Records for the task |

┌────────

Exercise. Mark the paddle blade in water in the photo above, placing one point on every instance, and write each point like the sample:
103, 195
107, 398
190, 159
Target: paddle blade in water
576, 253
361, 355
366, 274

└────────

To do | All the entries must be retyped exactly.

Response below |
Exercise. Mark the paddle blade in water in the photo above, placing one point on every instance, and write each point like the sample:
103, 195
107, 398
190, 159
Target: paddle blade in water
576, 253
361, 355
366, 274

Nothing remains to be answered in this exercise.